ТЕКСТ ДОКУМЕНТА =

Как бы то ни было, жизнь надолго связала этих людей, причем Арбенина продемонстрировала свою преданность Юркуну поразительным образом: в ее бумагах сохранилось письмо, которое она написала ему в 1946 году, когда его уже восемь лет не было в живых, и документ этот невозможно читать без волнения: «Юрочка мой, пишу Вам, потому что думаю, что долго не проживу. Я люблю Вас, верила в Вас и ждала Вас — много лет. Теперь силы мои иссякли. Я больше не жду нашей встречи. Больше всего хочу я узнать, что Вы живы — и умереть. Будьте счастливы. Постарайтесь добиться славы. Вспоминайте меня. Не браните. Я сделала все, что могла…» [546]На много лет пережив и Кузмина, и Юркуна, она до смерти хранила воспоминания о них и служила для исследователей и почитателей таланта Кузмина одной из тех нитей, что тянулись из загадочного Петрограда в опустошенный Ленинград [547].

ИСХОДНЫЕ ДАННЫЕ =
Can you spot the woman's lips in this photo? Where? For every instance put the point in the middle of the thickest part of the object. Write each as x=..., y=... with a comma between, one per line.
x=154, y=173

ЗАДАНИЕ = Перепишите дословно отрывок из текста документа, начиная со слов «Как бы то ни» и заканчивая словами «опустошенный Ленинград [547].».

ОТВЕТ =
Как бы то ни было, жизнь надолго связала этих людей, причем Арбенина продемонстрировала свою преданность Юркуну поразительным образом: в ее бумагах сохранилось письмо, которое она написала ему в 1946 году, когда его уже восемь лет не было в живых, и документ этот невозможно читать без волнения: «Юрочка мой, пишу Вам, потому что думаю, что долго не проживу. Я люблю Вас, верила в Вас и ждала Вас — много лет. Теперь силы мои иссякли. Я больше не жду нашей встречи. Больше всего хочу я узнать, что Вы живы — и умереть. Будьте счастливы. Постарайтесь добиться славы. Вспоминайте меня. Не браните. Я сделала все, что могла…» [546]На много лет пережив и Кузмина, и Юркуна, она до смерти хранила воспоминания о них и служила для исследователей и почитателей таланта Кузмина одной из тех нитей, что тянулись из загадочного Петрограда в опустошенный Ленинград [547].